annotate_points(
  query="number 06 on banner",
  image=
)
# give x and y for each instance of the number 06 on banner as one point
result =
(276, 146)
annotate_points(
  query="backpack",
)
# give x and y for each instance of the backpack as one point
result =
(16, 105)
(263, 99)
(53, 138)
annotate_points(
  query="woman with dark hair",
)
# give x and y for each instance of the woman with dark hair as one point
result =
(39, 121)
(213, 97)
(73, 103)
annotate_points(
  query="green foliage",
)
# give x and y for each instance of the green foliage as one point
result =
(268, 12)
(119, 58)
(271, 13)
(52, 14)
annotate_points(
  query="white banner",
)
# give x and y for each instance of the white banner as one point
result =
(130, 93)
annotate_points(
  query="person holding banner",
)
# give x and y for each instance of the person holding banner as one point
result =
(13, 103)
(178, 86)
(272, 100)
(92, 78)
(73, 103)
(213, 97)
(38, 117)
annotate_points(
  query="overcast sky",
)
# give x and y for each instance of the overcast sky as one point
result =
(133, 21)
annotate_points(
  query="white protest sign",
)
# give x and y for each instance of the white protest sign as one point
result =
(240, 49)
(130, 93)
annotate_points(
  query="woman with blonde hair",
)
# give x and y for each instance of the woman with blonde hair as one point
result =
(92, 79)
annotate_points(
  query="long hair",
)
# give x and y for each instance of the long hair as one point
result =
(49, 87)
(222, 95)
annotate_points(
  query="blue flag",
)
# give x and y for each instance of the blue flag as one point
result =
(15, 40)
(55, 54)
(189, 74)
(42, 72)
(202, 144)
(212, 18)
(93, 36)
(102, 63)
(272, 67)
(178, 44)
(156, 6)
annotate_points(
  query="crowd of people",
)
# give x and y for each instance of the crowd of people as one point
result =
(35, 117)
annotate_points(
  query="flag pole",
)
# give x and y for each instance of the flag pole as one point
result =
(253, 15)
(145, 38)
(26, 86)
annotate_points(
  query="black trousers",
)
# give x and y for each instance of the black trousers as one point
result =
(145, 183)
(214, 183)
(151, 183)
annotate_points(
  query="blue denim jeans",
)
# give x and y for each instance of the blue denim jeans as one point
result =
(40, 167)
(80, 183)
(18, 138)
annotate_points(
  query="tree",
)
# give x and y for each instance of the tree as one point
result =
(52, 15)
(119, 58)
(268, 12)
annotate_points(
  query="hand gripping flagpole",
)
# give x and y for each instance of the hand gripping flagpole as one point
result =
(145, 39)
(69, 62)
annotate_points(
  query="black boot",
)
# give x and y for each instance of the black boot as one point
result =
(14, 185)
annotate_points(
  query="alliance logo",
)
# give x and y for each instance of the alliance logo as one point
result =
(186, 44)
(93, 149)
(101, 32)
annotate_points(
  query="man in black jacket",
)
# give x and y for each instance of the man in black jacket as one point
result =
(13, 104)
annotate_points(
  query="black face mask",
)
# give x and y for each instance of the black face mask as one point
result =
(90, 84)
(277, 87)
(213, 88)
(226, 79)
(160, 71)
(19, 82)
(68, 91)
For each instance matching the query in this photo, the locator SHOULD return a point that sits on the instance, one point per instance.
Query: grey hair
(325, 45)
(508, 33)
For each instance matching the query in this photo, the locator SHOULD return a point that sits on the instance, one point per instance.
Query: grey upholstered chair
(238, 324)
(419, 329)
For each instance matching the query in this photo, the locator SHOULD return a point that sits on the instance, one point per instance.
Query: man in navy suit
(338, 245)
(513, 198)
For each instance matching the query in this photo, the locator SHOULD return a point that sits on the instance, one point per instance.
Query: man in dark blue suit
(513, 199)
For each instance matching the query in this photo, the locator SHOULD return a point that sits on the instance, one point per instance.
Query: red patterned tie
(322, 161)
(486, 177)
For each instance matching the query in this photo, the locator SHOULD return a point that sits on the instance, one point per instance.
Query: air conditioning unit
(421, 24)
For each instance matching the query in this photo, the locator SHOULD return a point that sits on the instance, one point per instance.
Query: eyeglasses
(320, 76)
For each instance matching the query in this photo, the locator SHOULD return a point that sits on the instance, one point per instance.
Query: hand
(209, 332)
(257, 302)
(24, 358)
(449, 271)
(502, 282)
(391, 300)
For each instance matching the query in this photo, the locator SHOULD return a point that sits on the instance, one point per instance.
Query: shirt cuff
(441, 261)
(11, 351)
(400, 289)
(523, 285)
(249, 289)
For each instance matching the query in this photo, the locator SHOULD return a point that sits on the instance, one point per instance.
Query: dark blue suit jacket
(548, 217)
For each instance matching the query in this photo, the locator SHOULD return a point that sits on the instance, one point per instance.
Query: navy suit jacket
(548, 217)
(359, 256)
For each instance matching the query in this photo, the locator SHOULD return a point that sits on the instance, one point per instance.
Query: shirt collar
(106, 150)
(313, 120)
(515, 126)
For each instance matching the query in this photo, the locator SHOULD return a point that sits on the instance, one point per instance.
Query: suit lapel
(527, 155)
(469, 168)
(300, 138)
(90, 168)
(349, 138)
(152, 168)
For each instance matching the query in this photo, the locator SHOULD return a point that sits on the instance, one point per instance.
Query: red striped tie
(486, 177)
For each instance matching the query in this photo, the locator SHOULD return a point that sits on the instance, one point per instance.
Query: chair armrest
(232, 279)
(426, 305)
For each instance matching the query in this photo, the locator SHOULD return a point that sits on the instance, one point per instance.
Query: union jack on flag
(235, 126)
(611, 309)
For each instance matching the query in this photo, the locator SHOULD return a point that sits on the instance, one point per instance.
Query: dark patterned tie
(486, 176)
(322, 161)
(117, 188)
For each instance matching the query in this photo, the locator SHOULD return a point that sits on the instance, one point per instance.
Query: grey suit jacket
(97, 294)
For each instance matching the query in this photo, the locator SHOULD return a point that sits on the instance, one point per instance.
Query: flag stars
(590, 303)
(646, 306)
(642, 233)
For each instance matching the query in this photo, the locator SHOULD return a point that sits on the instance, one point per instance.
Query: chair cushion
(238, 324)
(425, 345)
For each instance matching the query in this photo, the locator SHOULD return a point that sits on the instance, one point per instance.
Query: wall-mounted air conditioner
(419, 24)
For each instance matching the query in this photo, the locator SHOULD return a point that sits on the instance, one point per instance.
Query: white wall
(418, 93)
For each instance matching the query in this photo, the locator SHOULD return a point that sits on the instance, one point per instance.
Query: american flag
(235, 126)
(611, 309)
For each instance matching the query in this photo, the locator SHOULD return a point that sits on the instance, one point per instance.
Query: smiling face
★ ★ ★ ★ ★
PROBLEM →
Which lines in the listing hold the word "boot"? Copy them out.

SOLVED EXERCISE →
  query="black boot",
# give x and y for each instance of the black boot as one point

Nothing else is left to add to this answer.